Sunday, December 30, 2012

Review: Star Trek Log One

by G. Jack Urso


Star Trek Log One (1974), by Alan Dean Foster, adapts the scripts from the first three episodes of the animated version of Star Trek, which ran from 1973 to 1974. The animated series continues the five-year voyage of the first televised series (Star Trek: The Original Series, 1966-1969). Expanding on the details provided in the episodes, Foster turns in three short stories with a unifying narrative, creating a sense that the stories are occurring within one extended voyage.


14th Printing: May 1977.
Author's collection.
Star Trek: The Animated Series, being a 30-minute cartoon show geared towards children, presented limitations on the literary scope of the scripts. Further, Foster’s then-audience for the Star Trek Log series was young teens whose minds are just beginning to grasp abstract scientific and philosophical concepts. Therefore, we must examine the book within those parameters, and not as adult-oriented science fiction.

The three stories of Star Trek Log One include:

Beyond the Farthest Star: The Enterprise investigates an ancient space ship locked in orbit around a dead star and finds a deadly alien presence millions of years old.

Yesteryear:  Spock travels back in time in order to save his future in this coming-of-age story.

One of Our Planets is Missing: A giant sentient cloud is moving through the galaxy consuming planets. Can the Enterprise find a way to communicate with a life form that doesn’t recognize the crew’s existence?

Beyond the Farthest Star

“Veil of stars.

Veil of crystal.” (Foster 3)

Foster expands upon the two-dimensional portrayals in the animated series to give further depth to the characters and plot. “Beyond the Farthest Star,” based on the script by Samuel A. Peeples (who also wrote the second pilot for Star Trek: The Original Series, "Where No Man Has Gone Before”) starts off with an internal monologue by Captain Kirk off-duty, contemplating the vastness of the universe while en route to the Time Planet, the mysterious world first introduced in the episode “The City on the Edge of Forever” from Star Trek: The Original Series (1966-1969). Before the Enterprise can reach the Time Planet, it travels through an unexplored area of space where it gets trapped by the gravity well of a dead star whose mass has imploded on itself  much like a fly caught in a spider’s web.

Establishing a tenuous orbit around the dead star, the Enterprise finds a derelict alien space ship hundreds of millions of years old, where it encounters a disembodied alien presence driven mad by eons of isolation.

- - - - - - -

• _Required actions_:
A - List the titles of the stories that the review says Star Trek Log One includes.
B - Copy the records from their first line through the line containing "pixel 258 683", swapping "Target" for "Object" and leaving everything else unchanged. Give only those lines.
The review and the records have no connection to each other.

- - - - - - -

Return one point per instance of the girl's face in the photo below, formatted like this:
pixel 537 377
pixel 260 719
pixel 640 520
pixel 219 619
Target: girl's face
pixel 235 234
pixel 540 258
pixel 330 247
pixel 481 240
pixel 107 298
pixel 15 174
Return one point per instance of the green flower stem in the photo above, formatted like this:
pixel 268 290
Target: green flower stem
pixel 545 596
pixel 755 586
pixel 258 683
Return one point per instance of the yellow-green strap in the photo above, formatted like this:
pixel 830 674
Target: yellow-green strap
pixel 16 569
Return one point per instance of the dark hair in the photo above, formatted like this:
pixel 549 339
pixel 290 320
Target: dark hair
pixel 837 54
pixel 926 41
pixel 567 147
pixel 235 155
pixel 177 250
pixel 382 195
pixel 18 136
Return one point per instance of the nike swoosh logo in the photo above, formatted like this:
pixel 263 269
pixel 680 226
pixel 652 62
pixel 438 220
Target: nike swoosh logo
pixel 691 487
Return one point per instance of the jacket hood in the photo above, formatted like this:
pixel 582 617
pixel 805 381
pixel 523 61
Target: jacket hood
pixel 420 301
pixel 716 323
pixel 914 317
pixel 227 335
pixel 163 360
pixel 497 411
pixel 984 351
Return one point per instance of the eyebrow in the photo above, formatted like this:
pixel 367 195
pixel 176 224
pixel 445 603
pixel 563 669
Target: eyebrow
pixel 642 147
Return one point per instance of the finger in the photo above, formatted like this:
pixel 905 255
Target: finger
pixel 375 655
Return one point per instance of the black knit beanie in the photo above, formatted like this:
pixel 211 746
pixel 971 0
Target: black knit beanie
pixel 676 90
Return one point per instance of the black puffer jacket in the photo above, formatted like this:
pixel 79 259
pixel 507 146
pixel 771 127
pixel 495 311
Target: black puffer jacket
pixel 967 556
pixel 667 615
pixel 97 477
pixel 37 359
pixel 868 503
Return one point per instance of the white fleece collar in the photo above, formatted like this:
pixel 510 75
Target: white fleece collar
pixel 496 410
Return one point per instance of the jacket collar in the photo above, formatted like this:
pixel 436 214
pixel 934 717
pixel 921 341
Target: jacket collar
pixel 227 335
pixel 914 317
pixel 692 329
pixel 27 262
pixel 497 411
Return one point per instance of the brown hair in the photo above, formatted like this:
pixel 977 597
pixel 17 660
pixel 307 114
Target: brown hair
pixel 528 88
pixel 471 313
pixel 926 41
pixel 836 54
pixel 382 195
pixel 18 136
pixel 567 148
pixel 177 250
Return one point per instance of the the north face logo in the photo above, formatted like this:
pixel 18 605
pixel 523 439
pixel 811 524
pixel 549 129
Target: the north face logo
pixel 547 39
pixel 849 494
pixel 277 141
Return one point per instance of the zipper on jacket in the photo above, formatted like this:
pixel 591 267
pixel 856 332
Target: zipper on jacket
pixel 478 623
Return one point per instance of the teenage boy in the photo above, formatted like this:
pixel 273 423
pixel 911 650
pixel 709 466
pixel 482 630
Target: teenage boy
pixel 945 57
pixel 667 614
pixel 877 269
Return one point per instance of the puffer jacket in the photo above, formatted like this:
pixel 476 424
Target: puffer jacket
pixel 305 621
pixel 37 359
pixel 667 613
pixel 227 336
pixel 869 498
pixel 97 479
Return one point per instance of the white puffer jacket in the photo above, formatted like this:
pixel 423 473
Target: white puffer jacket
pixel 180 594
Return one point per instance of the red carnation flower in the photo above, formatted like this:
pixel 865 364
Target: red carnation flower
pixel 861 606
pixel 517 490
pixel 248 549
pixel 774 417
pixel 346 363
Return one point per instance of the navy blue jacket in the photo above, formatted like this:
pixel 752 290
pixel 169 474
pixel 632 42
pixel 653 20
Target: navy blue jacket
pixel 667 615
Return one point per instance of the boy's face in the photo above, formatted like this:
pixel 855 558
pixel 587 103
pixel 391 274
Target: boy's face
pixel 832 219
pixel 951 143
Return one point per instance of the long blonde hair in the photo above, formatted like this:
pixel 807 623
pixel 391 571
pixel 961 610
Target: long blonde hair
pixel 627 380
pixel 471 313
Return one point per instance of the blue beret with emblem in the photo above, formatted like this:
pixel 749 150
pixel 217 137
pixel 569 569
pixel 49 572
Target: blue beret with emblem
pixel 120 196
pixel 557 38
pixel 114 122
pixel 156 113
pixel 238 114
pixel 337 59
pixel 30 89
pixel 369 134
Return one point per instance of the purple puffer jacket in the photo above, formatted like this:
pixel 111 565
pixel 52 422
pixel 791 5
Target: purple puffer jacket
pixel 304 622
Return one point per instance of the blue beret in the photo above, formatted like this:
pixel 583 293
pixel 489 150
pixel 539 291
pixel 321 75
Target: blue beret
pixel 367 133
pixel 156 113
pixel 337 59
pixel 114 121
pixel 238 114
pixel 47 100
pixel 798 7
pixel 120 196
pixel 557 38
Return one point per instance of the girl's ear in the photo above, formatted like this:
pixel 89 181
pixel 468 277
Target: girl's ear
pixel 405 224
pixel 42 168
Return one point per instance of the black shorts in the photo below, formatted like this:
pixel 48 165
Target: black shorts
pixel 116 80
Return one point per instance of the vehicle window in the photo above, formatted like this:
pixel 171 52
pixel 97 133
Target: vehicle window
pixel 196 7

- - - - - - -

• _Exercise solutions_:
A -
Beyond the Farthest Star
Yesteryear
One of Our Planets is Missing

B -
Return one point per instance of the girl's face in the photo below, formatted like this:
pixel 537 377
pixel 260 719
pixel 640 520
pixel 219 619
Object: girl's face
pixel 235 234
pixel 540 258
pixel 330 247
pixel 481 240
pixel 107 298
pixel 15 174
Return one point per instance of the green flower stem in the photo above, formatted like this:
pixel 268 290
Object: green flower stem
pixel 545 596
pixel 755 586
pixel 258 683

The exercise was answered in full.